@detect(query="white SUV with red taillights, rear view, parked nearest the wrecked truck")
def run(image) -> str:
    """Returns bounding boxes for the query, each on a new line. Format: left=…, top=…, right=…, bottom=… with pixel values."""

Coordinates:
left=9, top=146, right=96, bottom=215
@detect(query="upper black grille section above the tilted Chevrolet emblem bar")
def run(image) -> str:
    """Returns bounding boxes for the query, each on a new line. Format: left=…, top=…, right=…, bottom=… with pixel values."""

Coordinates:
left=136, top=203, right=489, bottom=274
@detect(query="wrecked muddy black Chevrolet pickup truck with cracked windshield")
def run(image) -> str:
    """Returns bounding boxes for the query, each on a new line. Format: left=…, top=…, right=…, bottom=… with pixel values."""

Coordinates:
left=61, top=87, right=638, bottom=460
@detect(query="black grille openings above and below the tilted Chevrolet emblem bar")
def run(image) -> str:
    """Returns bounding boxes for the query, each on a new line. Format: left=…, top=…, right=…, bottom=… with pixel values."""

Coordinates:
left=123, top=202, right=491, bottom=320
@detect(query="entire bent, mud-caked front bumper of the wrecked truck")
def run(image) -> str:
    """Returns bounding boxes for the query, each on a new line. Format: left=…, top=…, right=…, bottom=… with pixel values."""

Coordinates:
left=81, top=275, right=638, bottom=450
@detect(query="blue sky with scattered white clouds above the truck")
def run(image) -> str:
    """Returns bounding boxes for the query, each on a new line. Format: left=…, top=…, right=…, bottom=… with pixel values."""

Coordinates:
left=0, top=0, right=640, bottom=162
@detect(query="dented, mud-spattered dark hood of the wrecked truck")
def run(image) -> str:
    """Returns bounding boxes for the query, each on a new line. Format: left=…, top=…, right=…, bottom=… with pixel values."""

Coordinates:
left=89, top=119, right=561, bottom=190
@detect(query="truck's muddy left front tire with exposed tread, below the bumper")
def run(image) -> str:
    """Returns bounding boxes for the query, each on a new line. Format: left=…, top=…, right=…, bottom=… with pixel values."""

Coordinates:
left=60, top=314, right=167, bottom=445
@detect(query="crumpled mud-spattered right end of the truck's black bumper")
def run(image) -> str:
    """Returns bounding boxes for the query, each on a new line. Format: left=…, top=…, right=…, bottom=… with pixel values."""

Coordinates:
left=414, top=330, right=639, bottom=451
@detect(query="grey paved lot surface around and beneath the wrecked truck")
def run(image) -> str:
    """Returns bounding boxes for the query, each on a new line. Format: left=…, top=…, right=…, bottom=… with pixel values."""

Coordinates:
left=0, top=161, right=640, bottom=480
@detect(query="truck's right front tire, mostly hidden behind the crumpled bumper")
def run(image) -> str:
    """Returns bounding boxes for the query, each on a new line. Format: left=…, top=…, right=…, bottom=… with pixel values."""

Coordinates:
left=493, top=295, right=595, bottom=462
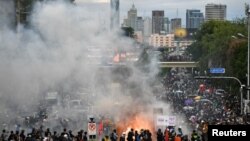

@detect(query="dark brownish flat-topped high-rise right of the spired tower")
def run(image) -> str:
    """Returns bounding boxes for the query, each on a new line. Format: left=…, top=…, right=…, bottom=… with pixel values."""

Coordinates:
left=152, top=10, right=164, bottom=34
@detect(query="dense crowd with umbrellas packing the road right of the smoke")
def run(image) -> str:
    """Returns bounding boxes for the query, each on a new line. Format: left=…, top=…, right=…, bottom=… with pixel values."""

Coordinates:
left=160, top=70, right=249, bottom=141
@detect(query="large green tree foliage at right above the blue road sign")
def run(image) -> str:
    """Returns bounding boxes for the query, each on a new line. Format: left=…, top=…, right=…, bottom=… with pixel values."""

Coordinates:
left=187, top=19, right=247, bottom=82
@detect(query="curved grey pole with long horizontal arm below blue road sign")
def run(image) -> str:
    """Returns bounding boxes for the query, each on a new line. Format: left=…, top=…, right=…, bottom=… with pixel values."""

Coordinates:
left=194, top=76, right=245, bottom=115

● ● ●

WORK TO BE COMPLETED: Give every entry again verbatim, with no pictures.

EXERCISE RESPONSE:
@detect(query="white SUV with red taillights, rear view, parked nearest the wrecked truck")
def run(image) -> str:
    """Returns bounding boxes for the query, each on a new line. Format: left=…, top=…, right=…, bottom=… with pixel values."""

Coordinates:
left=9, top=146, right=96, bottom=215
@detect(query="upper black grille section above the tilted Chevrolet emblem bar")
def run(image) -> str:
    """Returns bounding boxes for the query, each on a new line. Format: left=…, top=…, right=…, bottom=… with pixel values."""

Coordinates:
left=136, top=203, right=489, bottom=274
@detect(query="wrecked muddy black Chevrolet pickup truck with cracked windshield")
def run(image) -> str:
    """Returns bounding boxes for the query, each on a new line. Format: left=…, top=…, right=…, bottom=… with pixel values."""

Coordinates:
left=61, top=87, right=638, bottom=460
@detect(query="black grille openings above and below the tilted Chevrolet emblem bar")
def run(image) -> str:
    """Returns bounding boxes for the query, each on a new line. Format: left=…, top=…, right=…, bottom=… with pixel values."""

Coordinates:
left=123, top=202, right=491, bottom=320
@detect(query="entire bent, mud-caked front bumper of the wrecked truck")
def run(image) -> str:
    """Returns bounding boxes for the query, each on a new line. Format: left=…, top=…, right=…, bottom=… with pixel values."""

Coordinates:
left=81, top=275, right=638, bottom=450
@detect(query="blue sky with scattered white clouds above the truck")
def run(image) -> str:
    """Returns bounding boxes for the query, each on a new line. Format: left=…, top=…, right=…, bottom=… with pixel values."""

Coordinates:
left=0, top=0, right=640, bottom=162
@detect(query="dented, mud-spattered dark hood of the wrecked truck")
def run(image) -> str:
    """Returns bounding boxes for the query, each on a new line. Format: left=…, top=…, right=…, bottom=… with pixel values."""

Coordinates:
left=89, top=119, right=561, bottom=190
@detect(query="truck's muddy left front tire with exposed tread, below the bumper")
def run(image) -> str:
    """Returns bounding boxes for the query, each on a new line. Format: left=…, top=…, right=…, bottom=… with pixel values."""

Coordinates:
left=60, top=314, right=167, bottom=445
@detect(query="crumpled mud-spattered right end of the truck's black bumper")
def run(image) -> str:
    """Returns bounding boxes for the query, each on a new line. Format: left=…, top=…, right=…, bottom=… with pixel values."""

Coordinates:
left=414, top=330, right=639, bottom=451
@detect(query="grey paved lot surface around and beneath the wrecked truck")
def run(image) -> str:
    """Returns bounding boxes for the query, each on a new line. Format: left=…, top=…, right=…, bottom=… with pixel values."""

Coordinates:
left=0, top=161, right=640, bottom=480
@detect(query="truck's right front tire, mostly hidden behind the crumpled bumper")
def run(image) -> str:
    """Returns bounding boxes for the query, each on a new line. Format: left=…, top=…, right=…, bottom=… with pixel values."""

Coordinates:
left=493, top=295, right=595, bottom=462

@detect(query="dark brownish flat-topped high-rise right of the spired tower")
def run(image) -> str:
    """Returns bounding boxes for the query, each on a new line. Format: left=…, top=…, right=…, bottom=… with pixel values."""

Coordinates:
left=152, top=10, right=164, bottom=34
@detect(query="dense crowd with umbrellas packing the road right of the smoke")
def run(image) -> str:
    """Returns bounding boxes for the query, each on a new line. Format: left=…, top=…, right=…, bottom=… with pixel values."""

Coordinates:
left=160, top=70, right=249, bottom=141
@detect(query="large green tree foliage at right above the blue road sign")
def run(image) -> str:
    """Returns bounding boxes for the query, each on a new line. Format: left=…, top=…, right=…, bottom=… with pixel values."""

Coordinates:
left=187, top=19, right=247, bottom=82
@detect(query="curved grey pole with long horizontal arm below blue road sign")
def run(image) -> str:
    """Returns bounding boxes for the query, each on a new line. Format: left=…, top=…, right=…, bottom=… with pixel values."""

Coordinates:
left=194, top=76, right=245, bottom=115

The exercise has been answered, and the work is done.